Written request: Copy every one of the records below word for word.

-=-=-=-=-

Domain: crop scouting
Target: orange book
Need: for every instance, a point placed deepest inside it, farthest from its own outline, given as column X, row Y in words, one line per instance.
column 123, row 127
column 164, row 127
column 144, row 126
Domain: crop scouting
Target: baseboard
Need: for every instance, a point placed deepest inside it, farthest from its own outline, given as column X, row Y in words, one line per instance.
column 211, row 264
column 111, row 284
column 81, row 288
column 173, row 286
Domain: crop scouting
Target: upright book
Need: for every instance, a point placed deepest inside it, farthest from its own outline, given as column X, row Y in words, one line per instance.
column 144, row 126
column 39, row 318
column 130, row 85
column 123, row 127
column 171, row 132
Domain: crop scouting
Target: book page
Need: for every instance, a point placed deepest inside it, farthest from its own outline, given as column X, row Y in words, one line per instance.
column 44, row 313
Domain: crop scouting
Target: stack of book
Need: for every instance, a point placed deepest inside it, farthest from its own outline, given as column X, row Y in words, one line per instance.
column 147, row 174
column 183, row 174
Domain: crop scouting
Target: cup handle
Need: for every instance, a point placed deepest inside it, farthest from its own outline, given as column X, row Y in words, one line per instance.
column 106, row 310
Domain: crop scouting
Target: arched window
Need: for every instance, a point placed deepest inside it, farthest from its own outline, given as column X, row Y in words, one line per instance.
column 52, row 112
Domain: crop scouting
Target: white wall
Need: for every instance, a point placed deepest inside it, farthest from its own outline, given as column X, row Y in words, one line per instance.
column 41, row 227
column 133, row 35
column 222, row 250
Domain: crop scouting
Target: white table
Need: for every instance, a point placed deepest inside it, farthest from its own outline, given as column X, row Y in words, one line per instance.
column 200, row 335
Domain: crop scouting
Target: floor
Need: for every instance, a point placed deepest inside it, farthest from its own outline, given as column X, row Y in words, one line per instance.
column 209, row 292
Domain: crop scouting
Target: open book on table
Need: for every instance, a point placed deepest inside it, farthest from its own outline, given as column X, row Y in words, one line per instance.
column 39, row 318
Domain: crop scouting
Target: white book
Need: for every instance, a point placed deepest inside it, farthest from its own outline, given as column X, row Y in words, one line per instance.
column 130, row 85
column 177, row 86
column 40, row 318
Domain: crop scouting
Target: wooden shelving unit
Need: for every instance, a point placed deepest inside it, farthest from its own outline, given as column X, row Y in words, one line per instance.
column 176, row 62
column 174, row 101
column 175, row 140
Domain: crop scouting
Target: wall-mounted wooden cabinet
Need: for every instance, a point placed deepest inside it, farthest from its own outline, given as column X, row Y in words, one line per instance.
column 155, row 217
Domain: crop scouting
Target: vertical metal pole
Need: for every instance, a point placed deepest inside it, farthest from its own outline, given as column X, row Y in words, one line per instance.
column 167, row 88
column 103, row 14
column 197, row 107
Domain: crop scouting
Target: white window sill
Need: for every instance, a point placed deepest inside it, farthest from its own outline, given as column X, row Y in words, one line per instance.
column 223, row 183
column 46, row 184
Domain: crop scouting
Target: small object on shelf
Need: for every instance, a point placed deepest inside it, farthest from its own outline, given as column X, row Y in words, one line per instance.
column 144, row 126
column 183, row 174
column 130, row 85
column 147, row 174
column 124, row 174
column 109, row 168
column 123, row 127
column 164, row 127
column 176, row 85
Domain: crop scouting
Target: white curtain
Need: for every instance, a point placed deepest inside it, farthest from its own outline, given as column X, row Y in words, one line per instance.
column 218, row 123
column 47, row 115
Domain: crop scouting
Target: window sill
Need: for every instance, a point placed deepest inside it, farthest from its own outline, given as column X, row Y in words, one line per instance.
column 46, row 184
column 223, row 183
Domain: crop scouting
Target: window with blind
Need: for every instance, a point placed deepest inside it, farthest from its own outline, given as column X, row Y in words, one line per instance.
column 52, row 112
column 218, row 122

-=-=-=-=-

The answer:
Domain: crop scouting
Target: orange book
Need: for every instance, a point placed deepest inside it, farthest from its own outline, given as column X, row Y in words, one line per instance.
column 123, row 127
column 164, row 127
column 144, row 126
Domain: crop scouting
Target: baseboard
Need: for every instance, a point placed deepest inside it, farthest from its own outline, given as column X, row Y in words, one line per instance.
column 211, row 264
column 111, row 284
column 81, row 288
column 173, row 286
Domain: crop scouting
Target: upright book
Need: for every instance, a point placed deepest inside it, farthest from its own outline, given as column X, row Y in words, one line per instance.
column 144, row 126
column 39, row 318
column 130, row 85
column 123, row 127
column 171, row 132
Domain: crop scouting
Target: book page
Need: for every instance, a point placed deepest inside it, farthest from its own outline, given as column X, row Y in words, one line per instance.
column 44, row 313
Domain: crop scouting
Target: stack of book
Need: for every instance, a point placed deepest inside it, farthest from its own outline, given as column X, row Y in words, one line per instance.
column 147, row 174
column 183, row 174
Domain: crop scouting
Target: cup handle
Need: for every instance, a point placed deepest inside it, farthest from its own outline, given as column X, row Y in words, one line per instance.
column 106, row 310
Domain: crop scouting
Target: arched window
Need: for every instance, a point placed deepest inside it, farthest from its own outline, given as column X, row Y in words, one line per instance.
column 52, row 112
Domain: crop scouting
Target: white wall
Need: for every instance, a point placed deepest inside it, farthest from its own outline, given as column X, row Y in words, one line per instance.
column 41, row 227
column 133, row 35
column 222, row 250
Domain: crop scouting
Target: white table
Need: for every instance, a point placed deepest inside it, farthest from its own outline, given as column X, row Y in words, one line per instance.
column 200, row 335
Domain: crop scouting
Target: floor
Need: for every instance, a point placed deepest inside it, farthest from its own outline, given as column X, row Y in words, one line per instance.
column 209, row 292
Domain: crop scouting
Target: open book on table
Need: for every instance, a point placed deepest inside it, farthest from its own outline, given as column X, row Y in words, one line per instance.
column 39, row 318
Domain: crop scouting
Target: white book
Need: for every instance, a point placed deepest inside it, farthest from its own outline, given as column X, row Y in words, one line per instance.
column 130, row 85
column 177, row 86
column 40, row 318
Domain: crop scouting
Target: wooden shelving unit
Need: for every instance, a point placed deepest inside it, farthest from its own outline, given as column X, row Y in words, one line per instance.
column 176, row 62
column 174, row 101
column 175, row 140
Domain: crop scouting
Target: wall-mounted wooden cabinet
Need: for every instance, a point placed deepest inside it, farthest from its own outline, given as column X, row Y in words, one line per instance.
column 155, row 217
Domain: crop scouting
Target: vertical metal pole
Need: for every instance, a point placed deepest inside it, farthest from its own outline, given as column X, row Y in words, one line per instance.
column 167, row 88
column 103, row 14
column 197, row 107
Domain: crop scouting
Target: white window sill
Need: for every instance, a point placed deepest inside it, farthest from its own outline, given as column X, row Y in words, one line per instance.
column 223, row 183
column 46, row 184
Domain: crop scouting
Target: small object on shelf
Need: for every instance, a point placed deepest inside it, farthest from its own outline, given as column X, row Y in words, one line per instance.
column 144, row 126
column 183, row 174
column 130, row 85
column 147, row 174
column 124, row 174
column 109, row 168
column 123, row 127
column 164, row 127
column 176, row 85
Domain: crop scouting
Target: white curtain
Need: for every instance, a point placed deepest inside it, farthest from its own outline, given as column X, row Y in words, one line per instance.
column 218, row 123
column 47, row 115
Domain: crop scouting
Target: window sill
Need: for every instance, a point placed deepest inside it, farthest from its own outline, given as column X, row Y in words, one line per instance.
column 46, row 184
column 223, row 183
Domain: crop scouting
Target: window with blind
Need: for every instance, a point placed deepest inside it, farthest from its own outline, given as column X, row Y in words, one line per instance.
column 52, row 112
column 218, row 122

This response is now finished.